• **PASSAGE TO READ**
(begin)
In the beginning, God created the heaven and the earth.
Sunday, I preached on this verse, and called it ‘the verse that divides.’ I decided to do a few blog posts on the topic. The first, posted Sunday, dealt with who is supreme — is it God, or is it death? In this one, I want to deal with the question of moral standards. This, perhaps more than anything else, is where this verse divides.
If God Created….
If you believe that God has created, then you believe He has the power and the right to set the moral standards. It is not arbitrary despotism, for a God who cared enough to create will care enough to set standards that are good. He, better than anyone else, knew how His creatures function, their strengths and weaknesses, and established a moral code to use their strengths and guard against their weaknesses.
We’re Like Software, Sort of
My work is in computer software, and the designers and coders of a system best know how it works. Software users can, by trial and error, figure out a lot, but there will be bumps along the way where things didn’t work right. If the software is complex, the users will make a lot of mistakes and maybe never figure out everything. If the developers have explained well (via clear layouts, help system, etc), they save the users a world of trouble.
With us, God is the ‘Developer.’ We learn of His moral guidance in multiple ways (conscience, Scripture, etc), but all come from Him. He is the Ultimate Arbiter of morality, and has instilled an awareness of morality in His created beings. If God created, people cannot decide what is moral, but they are responsible for their own moral decisions. If God created, there is accountability and responsibility, both individually and corporately/communally.
If God Didn’t Create….
If you don’t believe that God has created, the moral imperative is far different. This is not to say that atheists have no moral standards — some have very strict standards, but the basis is internal, based on their own conscience. There is no reason, in a godless existence, why any one person’s conscience should line up with anyone else’s. Nor is there any real reason why any one person’s sense of morality should carry any weight with anyone else, or have any persuasive power.
The only basis for shared morality, in a godless existence, is power. If there is no god, no moral authority, then the only way to avoid chaos between people with differing moral conclusions is for some person or some group to exercise power to determine the winners and losers. That power may flow from a monarch, from some form of democratically constituted government, or from economic or social pressure being used to impose common morality, but all of those things are different forms of power.
(end)
• **WHAT IS EXPECTED**
Update the stretch of the blog post from "With us, God" through "individually and corporately/communally." by putting "Designer" in place of "Developer".

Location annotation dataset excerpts
(begin)
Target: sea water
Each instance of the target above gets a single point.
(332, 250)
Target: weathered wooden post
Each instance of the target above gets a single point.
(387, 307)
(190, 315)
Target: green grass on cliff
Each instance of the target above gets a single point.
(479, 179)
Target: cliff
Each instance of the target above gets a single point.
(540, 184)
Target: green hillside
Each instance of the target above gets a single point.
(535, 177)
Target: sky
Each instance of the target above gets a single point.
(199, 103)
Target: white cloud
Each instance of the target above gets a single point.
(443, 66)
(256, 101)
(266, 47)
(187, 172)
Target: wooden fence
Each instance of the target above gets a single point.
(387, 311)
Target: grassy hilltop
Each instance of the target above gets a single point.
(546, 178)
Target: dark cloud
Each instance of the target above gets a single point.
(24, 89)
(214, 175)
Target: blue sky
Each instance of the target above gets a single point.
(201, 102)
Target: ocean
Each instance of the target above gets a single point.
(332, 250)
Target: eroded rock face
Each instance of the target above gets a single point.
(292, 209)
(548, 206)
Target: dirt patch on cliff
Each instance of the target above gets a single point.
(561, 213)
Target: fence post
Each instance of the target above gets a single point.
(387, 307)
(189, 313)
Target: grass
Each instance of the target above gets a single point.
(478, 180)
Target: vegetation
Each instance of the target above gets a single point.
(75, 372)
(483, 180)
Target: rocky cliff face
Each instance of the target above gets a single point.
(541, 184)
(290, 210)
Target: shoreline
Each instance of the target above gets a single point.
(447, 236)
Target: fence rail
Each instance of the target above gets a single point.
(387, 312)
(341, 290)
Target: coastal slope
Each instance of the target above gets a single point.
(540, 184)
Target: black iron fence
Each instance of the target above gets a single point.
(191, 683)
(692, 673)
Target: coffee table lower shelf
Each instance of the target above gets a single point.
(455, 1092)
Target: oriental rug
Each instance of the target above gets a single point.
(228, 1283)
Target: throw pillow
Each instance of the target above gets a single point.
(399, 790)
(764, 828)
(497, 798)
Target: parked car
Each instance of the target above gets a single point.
(end)
• **ANSWER TO THIS EXERCISE**
With us, God is the ‘Designer.’ We learn of His moral guidance in multiple ways (conscience, Scripture, etc), but all come from Him. He is the Ultimate Arbiter of morality, and has instilled an awareness of morality in His created beings. If God created, people cannot decide what is moral, but they are responsible for their own moral decisions. If God created, there is accountability and responsibility, both individually and corporately/communally.